- [REQUIRED TASK]: Pull out the passage of the Frozen review below starting at "On the surface, Frozen" and ending at "about saving yourself.", and copy it word for word.

- [PASSAGE GIVEN]:
▬▬▬

Tuesday, January 14, 2014

Frozen and the Great Disney Thaw

Caution: This review contains spoilers.

Disney's gaze has long been frozen in time: for several decades, it has been looking backward to the values of mid-century America with a longing and wistfulness that is unbecoming in a progressive world. But that frozen gaze-- fixated on love-at-first-sight romances and outdated gender stereotypes-- seems to be thawing. And there is no greater testament to that than Disney's latest fairy tale, Frozen.

On the surface, Frozen is really nothing all that new for Disney Animation Studios. Like The Little Mermaid-- the film that kick-started the so-called "Disney Renaissance" of the late 1980s and 1990s, which produced modern classics like Beauty and the Beast, Aladdin, and The Lion King-- Frozen is based on a Hans Christian Andersen tale. Like countless other Disney films, it focuses on the .00001%-- that is, princesses, the commodity that built the Disney Empire. And, like some of Disney's best films, Frozen feels like a Broadway musical with its plethora of songs. Yet, Frozen is unlike all of these films. Why? One simple reason: it's not about being saved; it's about saving yourself.

Allow me to orient you. In the snowy land of Arendelle, we meet two royal sisters. Anna is bubbly and earnest; Elsa, the older sister, is serious and, seemingly, more gifted-- she has magical powers that allow her to create snow and ice. One day, a simple game goes wrong, and Elsa accidentally injures her younger sister. She is crushed and spends the remainder of her childhood in isolation-- literally, she's locked in a room-- until she learns how to control her powers. Her mantra becomes, "Conceal; don't feel." Due to Elsa's isolation (quarantine??), the sisters who were once inseparable drift apart. Years later, Elsa ascends the throne, and on her coronation day she struggles to control her powers and keep them secret-- she fears her subjects will turn on her if they knew the depth of her abilities. Unsurprisingly, trouble ensues, and Elsa's secret explodes out. Humiliated and frightened for her life, she spectacularly flees the palace, her subjects, and her future as queen. Anna goes after her sister, sure that she will be able to bring her back and set things right, for her sake and the kingdom's.

▬▬▬

- [EXTRACTED DATA]:

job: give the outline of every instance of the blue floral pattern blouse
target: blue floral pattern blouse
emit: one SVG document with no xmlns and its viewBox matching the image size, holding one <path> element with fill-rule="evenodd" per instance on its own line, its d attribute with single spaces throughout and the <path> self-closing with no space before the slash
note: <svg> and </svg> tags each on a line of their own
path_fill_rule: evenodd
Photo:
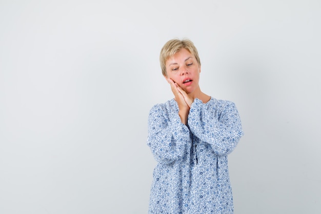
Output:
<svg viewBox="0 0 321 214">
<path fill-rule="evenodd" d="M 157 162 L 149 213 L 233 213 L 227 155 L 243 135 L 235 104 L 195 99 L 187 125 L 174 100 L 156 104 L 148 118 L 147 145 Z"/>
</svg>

▬▬▬

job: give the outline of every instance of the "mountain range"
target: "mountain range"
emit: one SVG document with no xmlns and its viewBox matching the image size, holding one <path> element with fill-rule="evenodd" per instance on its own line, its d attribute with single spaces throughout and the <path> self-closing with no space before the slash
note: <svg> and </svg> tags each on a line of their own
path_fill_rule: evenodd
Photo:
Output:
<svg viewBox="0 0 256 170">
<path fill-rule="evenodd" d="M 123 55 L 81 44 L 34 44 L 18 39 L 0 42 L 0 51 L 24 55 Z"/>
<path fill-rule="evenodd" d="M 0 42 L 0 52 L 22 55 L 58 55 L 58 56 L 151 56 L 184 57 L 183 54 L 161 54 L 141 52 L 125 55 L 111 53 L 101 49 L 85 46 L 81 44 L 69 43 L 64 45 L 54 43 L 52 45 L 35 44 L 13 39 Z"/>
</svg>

▬▬▬

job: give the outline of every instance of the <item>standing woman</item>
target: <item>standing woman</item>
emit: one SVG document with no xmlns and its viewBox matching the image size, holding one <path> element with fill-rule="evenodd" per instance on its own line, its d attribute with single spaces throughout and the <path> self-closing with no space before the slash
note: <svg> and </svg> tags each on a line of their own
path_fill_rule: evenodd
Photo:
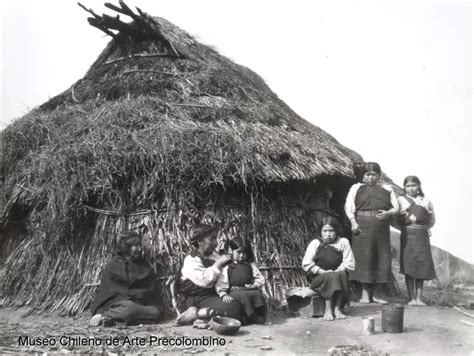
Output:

▬▬▬

- [SOLUTION]:
On the surface, Frozen is really nothing all that new for Disney Animation Studios. Like The Little Mermaid-- the film that kick-started the so-called "Disney Renaissance" of the late 1980s and 1990s, which produced modern classics like Beauty and the Beast, Aladdin, and The Lion King-- Frozen is based on a Hans Christian Andersen tale. Like countless other Disney films, it focuses on the .00001%-- that is, princesses, the commodity that built the Disney Empire. And, like some of Disney's best films, Frozen feels like a Broadway musical with its plethora of songs. Yet, Frozen is unlike all of these films. Why? One simple reason: it's not about being saved; it's about saving yourself.